> _Text section_
Attached hereto as Exhibit 99.1 is a Press Release dated September 30, 1999
with respect to an application filed by the Registrant's wholly owned
subsidiary, Pacific Crest Bank (the "Bank"), with the California Department of
Financial Institutions by which the Bank requested approval to convert from a
California-chartered industrial bank to a California-chartered commercial bank
(the "Conversion Application"). The press release also indicated that in
connection with the Conversion Application, the Registrant filed an application
with the Federal Reserve Board to become a registered bank holding company.
ITEM 6. RESIGNATIONS OF REGISTRANT'S DIRECTORS
Not Applicable
ITEM 7. FINANCIAL STATEMENTS, PRO FORMA FINANCIAL INFORMATION AND EXHIBITS.
(a) Financial Statements - Not Applicable
(b) Pro Forma Financial Information - Not Applicable
(c) Exhibits
99.1 Press Release dated September 30, 1999.

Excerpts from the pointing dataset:
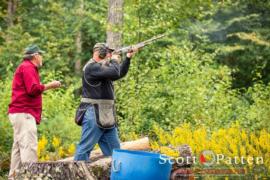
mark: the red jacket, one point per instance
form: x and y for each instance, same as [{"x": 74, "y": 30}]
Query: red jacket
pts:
[{"x": 26, "y": 91}]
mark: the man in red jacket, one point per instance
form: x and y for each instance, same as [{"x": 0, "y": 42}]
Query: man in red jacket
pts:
[{"x": 25, "y": 108}]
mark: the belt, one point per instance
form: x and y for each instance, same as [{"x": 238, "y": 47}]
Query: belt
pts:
[{"x": 97, "y": 101}]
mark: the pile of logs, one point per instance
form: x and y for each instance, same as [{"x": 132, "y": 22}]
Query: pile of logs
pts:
[{"x": 97, "y": 168}]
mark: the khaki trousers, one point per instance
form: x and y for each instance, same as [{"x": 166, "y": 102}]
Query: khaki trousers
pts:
[{"x": 24, "y": 147}]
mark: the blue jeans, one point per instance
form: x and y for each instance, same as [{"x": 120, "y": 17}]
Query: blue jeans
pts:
[{"x": 107, "y": 139}]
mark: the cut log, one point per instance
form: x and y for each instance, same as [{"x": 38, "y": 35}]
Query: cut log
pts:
[
  {"x": 98, "y": 168},
  {"x": 140, "y": 144},
  {"x": 66, "y": 170}
]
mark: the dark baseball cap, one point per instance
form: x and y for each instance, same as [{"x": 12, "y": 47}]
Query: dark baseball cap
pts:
[
  {"x": 102, "y": 45},
  {"x": 32, "y": 49}
]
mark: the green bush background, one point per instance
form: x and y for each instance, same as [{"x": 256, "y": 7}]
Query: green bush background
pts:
[{"x": 212, "y": 70}]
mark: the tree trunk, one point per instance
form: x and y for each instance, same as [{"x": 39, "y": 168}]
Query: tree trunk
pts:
[
  {"x": 79, "y": 42},
  {"x": 115, "y": 23},
  {"x": 10, "y": 12}
]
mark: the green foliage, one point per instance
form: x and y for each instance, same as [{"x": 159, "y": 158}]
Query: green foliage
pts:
[{"x": 211, "y": 70}]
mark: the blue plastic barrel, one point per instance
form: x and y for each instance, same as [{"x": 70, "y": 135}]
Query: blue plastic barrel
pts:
[{"x": 139, "y": 165}]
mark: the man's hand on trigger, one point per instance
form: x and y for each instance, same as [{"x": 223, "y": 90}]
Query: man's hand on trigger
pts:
[
  {"x": 117, "y": 58},
  {"x": 131, "y": 53}
]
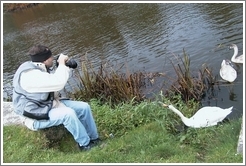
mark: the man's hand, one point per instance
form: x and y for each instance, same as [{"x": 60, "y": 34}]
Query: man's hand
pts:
[{"x": 62, "y": 59}]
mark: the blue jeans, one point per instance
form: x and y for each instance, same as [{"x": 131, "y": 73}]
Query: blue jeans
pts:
[{"x": 77, "y": 118}]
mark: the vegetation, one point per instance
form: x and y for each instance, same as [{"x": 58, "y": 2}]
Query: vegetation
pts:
[
  {"x": 133, "y": 129},
  {"x": 10, "y": 7},
  {"x": 131, "y": 134}
]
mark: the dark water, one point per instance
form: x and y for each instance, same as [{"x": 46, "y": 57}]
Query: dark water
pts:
[{"x": 144, "y": 36}]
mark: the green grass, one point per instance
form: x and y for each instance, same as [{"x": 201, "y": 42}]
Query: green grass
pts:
[{"x": 151, "y": 141}]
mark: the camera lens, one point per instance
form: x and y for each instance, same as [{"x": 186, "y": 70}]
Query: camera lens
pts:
[{"x": 71, "y": 63}]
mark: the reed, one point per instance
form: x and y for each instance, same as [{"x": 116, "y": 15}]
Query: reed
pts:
[
  {"x": 187, "y": 84},
  {"x": 107, "y": 84}
]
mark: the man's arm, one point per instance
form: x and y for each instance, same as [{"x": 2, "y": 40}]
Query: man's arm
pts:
[{"x": 38, "y": 81}]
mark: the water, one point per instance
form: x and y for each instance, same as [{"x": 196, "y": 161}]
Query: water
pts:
[{"x": 145, "y": 36}]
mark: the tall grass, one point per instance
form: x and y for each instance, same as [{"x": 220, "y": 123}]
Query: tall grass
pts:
[
  {"x": 131, "y": 133},
  {"x": 189, "y": 85}
]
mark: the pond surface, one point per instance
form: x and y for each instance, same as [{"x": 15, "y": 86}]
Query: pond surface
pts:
[{"x": 145, "y": 36}]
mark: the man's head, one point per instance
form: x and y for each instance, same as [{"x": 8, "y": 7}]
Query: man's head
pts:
[{"x": 40, "y": 53}]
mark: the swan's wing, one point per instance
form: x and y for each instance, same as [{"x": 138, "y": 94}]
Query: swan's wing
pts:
[
  {"x": 209, "y": 116},
  {"x": 239, "y": 59}
]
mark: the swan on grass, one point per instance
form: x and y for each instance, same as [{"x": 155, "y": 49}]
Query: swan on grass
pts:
[
  {"x": 204, "y": 117},
  {"x": 227, "y": 72},
  {"x": 235, "y": 58}
]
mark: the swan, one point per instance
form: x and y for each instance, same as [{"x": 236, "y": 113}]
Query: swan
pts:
[
  {"x": 227, "y": 72},
  {"x": 205, "y": 117},
  {"x": 235, "y": 58}
]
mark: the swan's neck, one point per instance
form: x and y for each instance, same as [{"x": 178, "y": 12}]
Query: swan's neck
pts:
[{"x": 235, "y": 53}]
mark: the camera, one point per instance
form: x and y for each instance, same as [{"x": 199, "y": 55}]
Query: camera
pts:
[{"x": 71, "y": 63}]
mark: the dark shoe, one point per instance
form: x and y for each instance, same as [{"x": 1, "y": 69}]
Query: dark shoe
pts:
[
  {"x": 95, "y": 141},
  {"x": 85, "y": 148}
]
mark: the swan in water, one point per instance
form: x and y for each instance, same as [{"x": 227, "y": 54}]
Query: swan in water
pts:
[
  {"x": 235, "y": 58},
  {"x": 227, "y": 72},
  {"x": 205, "y": 117}
]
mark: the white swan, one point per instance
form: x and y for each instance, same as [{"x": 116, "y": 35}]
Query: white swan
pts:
[
  {"x": 227, "y": 72},
  {"x": 205, "y": 117},
  {"x": 235, "y": 58}
]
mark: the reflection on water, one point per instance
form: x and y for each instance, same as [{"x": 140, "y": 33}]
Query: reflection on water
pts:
[{"x": 144, "y": 36}]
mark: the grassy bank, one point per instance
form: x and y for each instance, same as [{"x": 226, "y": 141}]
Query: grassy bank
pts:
[{"x": 131, "y": 133}]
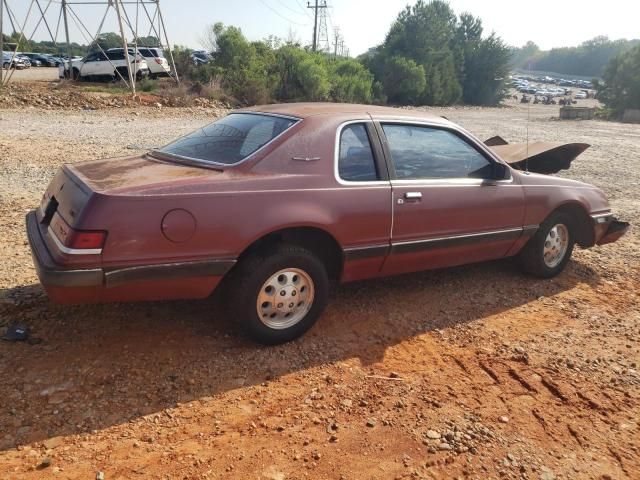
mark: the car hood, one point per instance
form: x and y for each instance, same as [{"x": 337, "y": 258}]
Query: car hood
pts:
[{"x": 539, "y": 157}]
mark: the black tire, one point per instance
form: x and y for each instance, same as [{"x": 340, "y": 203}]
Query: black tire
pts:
[
  {"x": 249, "y": 277},
  {"x": 531, "y": 259}
]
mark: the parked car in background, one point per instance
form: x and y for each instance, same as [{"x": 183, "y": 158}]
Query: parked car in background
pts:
[
  {"x": 281, "y": 201},
  {"x": 26, "y": 60},
  {"x": 157, "y": 63},
  {"x": 107, "y": 66},
  {"x": 43, "y": 60},
  {"x": 11, "y": 61},
  {"x": 200, "y": 57}
]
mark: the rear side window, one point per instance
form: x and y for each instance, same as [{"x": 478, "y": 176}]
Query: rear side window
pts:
[
  {"x": 431, "y": 153},
  {"x": 150, "y": 52},
  {"x": 355, "y": 160},
  {"x": 230, "y": 139},
  {"x": 116, "y": 55}
]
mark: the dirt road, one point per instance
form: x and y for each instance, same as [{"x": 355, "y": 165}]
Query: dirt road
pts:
[{"x": 473, "y": 372}]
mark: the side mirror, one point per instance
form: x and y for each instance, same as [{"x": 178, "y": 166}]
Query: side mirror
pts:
[{"x": 500, "y": 171}]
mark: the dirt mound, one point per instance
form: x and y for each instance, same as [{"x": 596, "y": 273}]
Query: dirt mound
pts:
[{"x": 89, "y": 97}]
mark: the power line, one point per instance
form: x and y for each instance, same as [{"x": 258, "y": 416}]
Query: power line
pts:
[
  {"x": 304, "y": 10},
  {"x": 319, "y": 8},
  {"x": 291, "y": 9},
  {"x": 282, "y": 16}
]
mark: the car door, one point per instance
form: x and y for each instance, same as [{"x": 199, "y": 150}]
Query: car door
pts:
[
  {"x": 452, "y": 202},
  {"x": 364, "y": 197}
]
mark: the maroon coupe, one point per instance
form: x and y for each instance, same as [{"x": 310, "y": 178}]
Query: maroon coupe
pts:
[{"x": 281, "y": 201}]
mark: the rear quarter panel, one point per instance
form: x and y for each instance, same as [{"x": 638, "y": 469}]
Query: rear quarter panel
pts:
[{"x": 247, "y": 203}]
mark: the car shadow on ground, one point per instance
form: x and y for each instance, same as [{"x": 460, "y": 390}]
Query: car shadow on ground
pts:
[{"x": 91, "y": 367}]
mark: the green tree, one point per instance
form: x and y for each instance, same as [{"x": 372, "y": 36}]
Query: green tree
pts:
[
  {"x": 621, "y": 88},
  {"x": 404, "y": 80},
  {"x": 350, "y": 81}
]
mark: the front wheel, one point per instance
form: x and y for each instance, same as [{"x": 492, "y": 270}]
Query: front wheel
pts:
[
  {"x": 278, "y": 294},
  {"x": 548, "y": 251}
]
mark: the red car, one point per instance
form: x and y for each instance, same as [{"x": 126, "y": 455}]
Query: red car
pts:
[{"x": 282, "y": 201}]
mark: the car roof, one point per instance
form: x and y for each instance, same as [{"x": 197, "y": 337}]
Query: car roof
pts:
[{"x": 304, "y": 110}]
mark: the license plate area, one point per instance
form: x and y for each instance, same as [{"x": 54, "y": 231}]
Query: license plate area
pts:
[{"x": 48, "y": 207}]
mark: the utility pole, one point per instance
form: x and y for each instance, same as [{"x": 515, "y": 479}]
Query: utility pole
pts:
[
  {"x": 66, "y": 33},
  {"x": 1, "y": 44},
  {"x": 316, "y": 8}
]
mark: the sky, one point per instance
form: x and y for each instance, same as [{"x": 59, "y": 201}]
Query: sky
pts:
[{"x": 363, "y": 24}]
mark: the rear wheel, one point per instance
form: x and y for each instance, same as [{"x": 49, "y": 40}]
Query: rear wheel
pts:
[
  {"x": 278, "y": 294},
  {"x": 548, "y": 251}
]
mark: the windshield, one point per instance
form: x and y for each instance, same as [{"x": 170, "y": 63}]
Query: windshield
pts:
[{"x": 230, "y": 139}]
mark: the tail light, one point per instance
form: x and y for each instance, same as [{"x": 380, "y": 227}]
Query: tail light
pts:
[
  {"x": 73, "y": 241},
  {"x": 86, "y": 239}
]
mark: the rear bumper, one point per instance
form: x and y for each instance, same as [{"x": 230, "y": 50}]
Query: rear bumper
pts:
[
  {"x": 608, "y": 228},
  {"x": 194, "y": 279},
  {"x": 615, "y": 230}
]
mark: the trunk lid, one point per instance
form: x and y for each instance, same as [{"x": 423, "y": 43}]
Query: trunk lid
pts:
[{"x": 137, "y": 175}]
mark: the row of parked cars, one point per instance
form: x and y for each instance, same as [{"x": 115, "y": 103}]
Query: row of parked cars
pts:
[
  {"x": 113, "y": 63},
  {"x": 523, "y": 85},
  {"x": 23, "y": 60}
]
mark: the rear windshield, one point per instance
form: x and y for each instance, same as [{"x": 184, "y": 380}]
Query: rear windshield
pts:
[
  {"x": 230, "y": 139},
  {"x": 150, "y": 52}
]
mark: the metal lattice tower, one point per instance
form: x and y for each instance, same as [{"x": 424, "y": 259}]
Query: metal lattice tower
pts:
[
  {"x": 323, "y": 30},
  {"x": 132, "y": 17}
]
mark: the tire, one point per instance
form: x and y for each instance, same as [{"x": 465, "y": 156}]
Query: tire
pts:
[
  {"x": 288, "y": 271},
  {"x": 548, "y": 251}
]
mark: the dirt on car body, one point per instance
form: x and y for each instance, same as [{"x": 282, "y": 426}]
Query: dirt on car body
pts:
[{"x": 471, "y": 372}]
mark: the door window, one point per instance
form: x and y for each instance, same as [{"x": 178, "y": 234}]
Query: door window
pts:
[
  {"x": 430, "y": 153},
  {"x": 355, "y": 160}
]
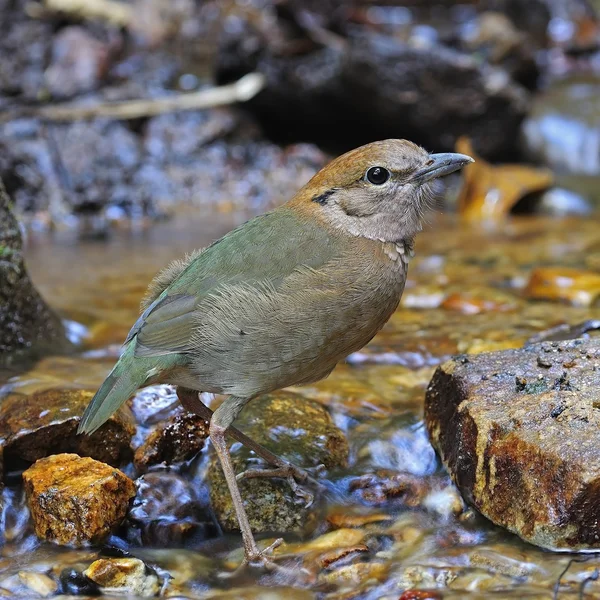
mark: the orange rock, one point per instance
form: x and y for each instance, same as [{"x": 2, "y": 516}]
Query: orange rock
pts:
[
  {"x": 37, "y": 425},
  {"x": 489, "y": 192},
  {"x": 74, "y": 500},
  {"x": 579, "y": 288}
]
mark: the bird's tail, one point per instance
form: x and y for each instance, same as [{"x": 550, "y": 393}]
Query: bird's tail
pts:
[{"x": 120, "y": 384}]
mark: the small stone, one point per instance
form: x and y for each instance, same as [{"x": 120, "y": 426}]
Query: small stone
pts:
[
  {"x": 39, "y": 583},
  {"x": 293, "y": 427},
  {"x": 76, "y": 583},
  {"x": 181, "y": 438},
  {"x": 123, "y": 577},
  {"x": 45, "y": 423},
  {"x": 74, "y": 500},
  {"x": 564, "y": 284},
  {"x": 526, "y": 455}
]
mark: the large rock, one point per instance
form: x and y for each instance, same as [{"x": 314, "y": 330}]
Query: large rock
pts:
[
  {"x": 27, "y": 323},
  {"x": 74, "y": 500},
  {"x": 295, "y": 428},
  {"x": 44, "y": 423},
  {"x": 179, "y": 439},
  {"x": 519, "y": 432}
]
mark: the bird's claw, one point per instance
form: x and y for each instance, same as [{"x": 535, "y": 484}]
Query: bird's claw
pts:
[
  {"x": 293, "y": 475},
  {"x": 261, "y": 558}
]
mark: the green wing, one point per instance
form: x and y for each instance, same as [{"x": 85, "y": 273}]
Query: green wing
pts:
[{"x": 265, "y": 249}]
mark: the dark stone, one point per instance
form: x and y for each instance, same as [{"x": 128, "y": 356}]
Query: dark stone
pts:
[
  {"x": 72, "y": 582},
  {"x": 520, "y": 438},
  {"x": 181, "y": 438},
  {"x": 27, "y": 324},
  {"x": 293, "y": 427}
]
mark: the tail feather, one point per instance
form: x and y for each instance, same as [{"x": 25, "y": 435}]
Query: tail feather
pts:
[{"x": 120, "y": 384}]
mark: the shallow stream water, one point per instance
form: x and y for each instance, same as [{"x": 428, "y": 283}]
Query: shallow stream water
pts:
[{"x": 400, "y": 523}]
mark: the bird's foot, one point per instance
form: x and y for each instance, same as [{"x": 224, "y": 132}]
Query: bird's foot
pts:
[
  {"x": 294, "y": 476},
  {"x": 262, "y": 558}
]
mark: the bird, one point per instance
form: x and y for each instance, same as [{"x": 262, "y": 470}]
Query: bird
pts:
[{"x": 281, "y": 299}]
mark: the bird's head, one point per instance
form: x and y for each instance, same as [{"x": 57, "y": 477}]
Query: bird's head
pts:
[{"x": 379, "y": 191}]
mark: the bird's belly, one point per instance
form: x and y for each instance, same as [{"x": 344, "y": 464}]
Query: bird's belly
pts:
[{"x": 275, "y": 342}]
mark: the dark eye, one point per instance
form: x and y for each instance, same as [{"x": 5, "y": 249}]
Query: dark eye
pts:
[{"x": 378, "y": 175}]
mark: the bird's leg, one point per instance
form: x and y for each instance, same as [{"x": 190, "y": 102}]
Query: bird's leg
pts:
[
  {"x": 220, "y": 421},
  {"x": 294, "y": 475}
]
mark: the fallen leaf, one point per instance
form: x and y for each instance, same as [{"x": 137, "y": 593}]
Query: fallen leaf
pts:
[
  {"x": 327, "y": 560},
  {"x": 489, "y": 192},
  {"x": 345, "y": 519},
  {"x": 340, "y": 538},
  {"x": 579, "y": 288}
]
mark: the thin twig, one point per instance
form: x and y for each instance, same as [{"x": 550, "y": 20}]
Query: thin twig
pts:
[{"x": 242, "y": 90}]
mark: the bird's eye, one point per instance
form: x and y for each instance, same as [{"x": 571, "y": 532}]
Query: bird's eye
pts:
[{"x": 377, "y": 175}]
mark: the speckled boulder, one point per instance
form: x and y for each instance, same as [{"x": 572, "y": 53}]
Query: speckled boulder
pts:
[
  {"x": 27, "y": 324},
  {"x": 44, "y": 423},
  {"x": 298, "y": 430},
  {"x": 76, "y": 501},
  {"x": 177, "y": 440},
  {"x": 519, "y": 432}
]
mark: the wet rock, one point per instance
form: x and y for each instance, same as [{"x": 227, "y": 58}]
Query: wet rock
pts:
[
  {"x": 373, "y": 86},
  {"x": 383, "y": 487},
  {"x": 76, "y": 500},
  {"x": 169, "y": 510},
  {"x": 79, "y": 61},
  {"x": 27, "y": 324},
  {"x": 123, "y": 577},
  {"x": 518, "y": 432},
  {"x": 44, "y": 423},
  {"x": 154, "y": 404},
  {"x": 181, "y": 438},
  {"x": 39, "y": 583},
  {"x": 561, "y": 128},
  {"x": 489, "y": 192},
  {"x": 75, "y": 583},
  {"x": 295, "y": 428},
  {"x": 564, "y": 284}
]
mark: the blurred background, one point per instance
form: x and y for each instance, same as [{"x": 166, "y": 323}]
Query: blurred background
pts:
[
  {"x": 134, "y": 132},
  {"x": 515, "y": 79}
]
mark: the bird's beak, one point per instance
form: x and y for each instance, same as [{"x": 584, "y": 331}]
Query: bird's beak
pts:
[{"x": 439, "y": 165}]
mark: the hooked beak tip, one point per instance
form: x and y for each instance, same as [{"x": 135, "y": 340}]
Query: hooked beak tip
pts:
[{"x": 440, "y": 165}]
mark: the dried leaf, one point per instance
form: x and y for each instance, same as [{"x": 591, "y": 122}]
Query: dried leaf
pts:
[
  {"x": 489, "y": 192},
  {"x": 579, "y": 288},
  {"x": 344, "y": 519},
  {"x": 340, "y": 538}
]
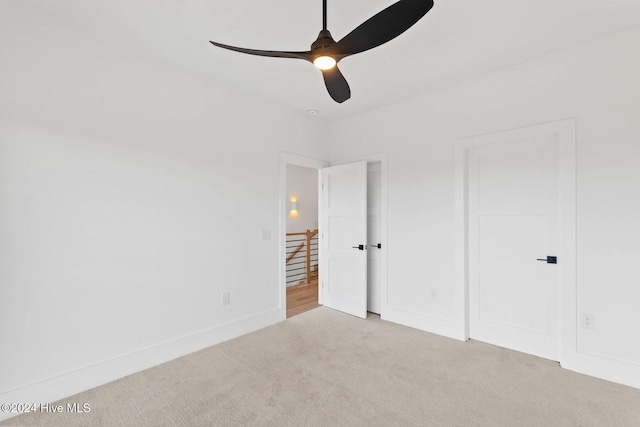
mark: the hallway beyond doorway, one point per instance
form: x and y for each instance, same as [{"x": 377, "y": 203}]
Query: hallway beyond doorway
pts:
[{"x": 301, "y": 298}]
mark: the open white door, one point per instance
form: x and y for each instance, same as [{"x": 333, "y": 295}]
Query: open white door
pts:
[{"x": 344, "y": 228}]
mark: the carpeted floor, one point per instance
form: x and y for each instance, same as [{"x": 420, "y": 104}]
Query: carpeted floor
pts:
[{"x": 325, "y": 368}]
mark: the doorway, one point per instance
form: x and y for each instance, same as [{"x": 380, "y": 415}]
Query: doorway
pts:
[
  {"x": 302, "y": 240},
  {"x": 515, "y": 210},
  {"x": 375, "y": 240}
]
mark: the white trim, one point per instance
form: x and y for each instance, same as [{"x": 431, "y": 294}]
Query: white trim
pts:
[
  {"x": 383, "y": 158},
  {"x": 70, "y": 383},
  {"x": 294, "y": 159},
  {"x": 565, "y": 131}
]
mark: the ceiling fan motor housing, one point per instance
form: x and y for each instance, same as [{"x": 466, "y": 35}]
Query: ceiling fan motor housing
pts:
[{"x": 324, "y": 40}]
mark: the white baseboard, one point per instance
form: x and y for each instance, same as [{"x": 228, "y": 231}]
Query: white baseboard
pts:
[
  {"x": 65, "y": 385},
  {"x": 600, "y": 367}
]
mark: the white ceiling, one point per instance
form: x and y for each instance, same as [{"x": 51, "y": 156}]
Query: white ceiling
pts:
[{"x": 457, "y": 40}]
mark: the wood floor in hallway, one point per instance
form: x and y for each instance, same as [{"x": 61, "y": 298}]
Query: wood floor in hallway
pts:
[{"x": 301, "y": 298}]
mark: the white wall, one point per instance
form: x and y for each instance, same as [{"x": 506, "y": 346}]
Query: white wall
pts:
[
  {"x": 302, "y": 183},
  {"x": 596, "y": 83},
  {"x": 131, "y": 196}
]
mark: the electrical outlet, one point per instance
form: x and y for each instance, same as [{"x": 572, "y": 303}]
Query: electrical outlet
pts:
[{"x": 588, "y": 320}]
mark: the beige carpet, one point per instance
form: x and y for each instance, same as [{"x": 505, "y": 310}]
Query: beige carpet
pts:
[{"x": 324, "y": 368}]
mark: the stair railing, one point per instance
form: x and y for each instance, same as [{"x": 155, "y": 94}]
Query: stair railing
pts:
[{"x": 299, "y": 264}]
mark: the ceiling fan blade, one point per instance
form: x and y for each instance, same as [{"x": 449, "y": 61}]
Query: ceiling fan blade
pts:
[
  {"x": 336, "y": 85},
  {"x": 382, "y": 27},
  {"x": 271, "y": 53}
]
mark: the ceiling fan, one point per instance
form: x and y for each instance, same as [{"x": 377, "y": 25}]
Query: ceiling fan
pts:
[{"x": 325, "y": 52}]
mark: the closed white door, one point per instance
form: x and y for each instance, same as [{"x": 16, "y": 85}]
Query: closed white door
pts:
[
  {"x": 373, "y": 236},
  {"x": 513, "y": 227},
  {"x": 344, "y": 220}
]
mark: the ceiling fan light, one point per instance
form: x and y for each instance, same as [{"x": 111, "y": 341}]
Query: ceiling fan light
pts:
[{"x": 324, "y": 62}]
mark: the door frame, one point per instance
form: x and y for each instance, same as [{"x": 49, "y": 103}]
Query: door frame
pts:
[
  {"x": 383, "y": 159},
  {"x": 565, "y": 131},
  {"x": 307, "y": 162}
]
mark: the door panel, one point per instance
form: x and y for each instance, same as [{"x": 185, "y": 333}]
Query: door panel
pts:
[
  {"x": 344, "y": 211},
  {"x": 513, "y": 221},
  {"x": 374, "y": 202}
]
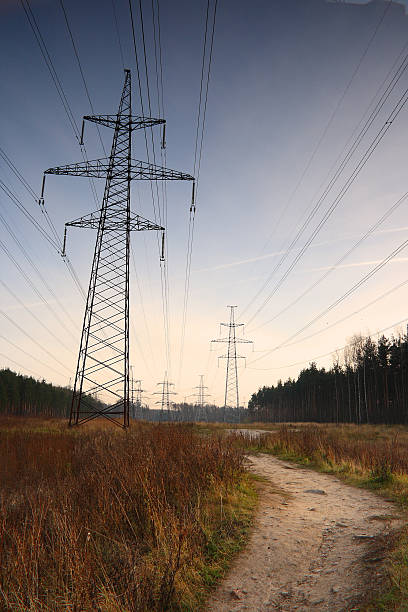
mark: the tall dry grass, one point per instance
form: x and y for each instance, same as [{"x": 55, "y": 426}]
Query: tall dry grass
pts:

> _What you need to do_
Please reproduce the bank filing text from "Attached hereto as" to "bank holding company.".

> _Task output_
Attached hereto as Exhibit 99.1 is a Press Release dated September 30, 1999
with respect to an application filed by the Registrant's wholly owned
subsidiary, Pacific Crest Bank (the "Bank"), with the California Department of
Financial Institutions by which the Bank requested approval to convert from a
California-chartered industrial bank to a California-chartered commercial bank
(the "Conversion Application"). The press release also indicated that in
connection with the Conversion Application, the Registrant filed an application
with the Federal Reserve Board to become a registered bank holding company.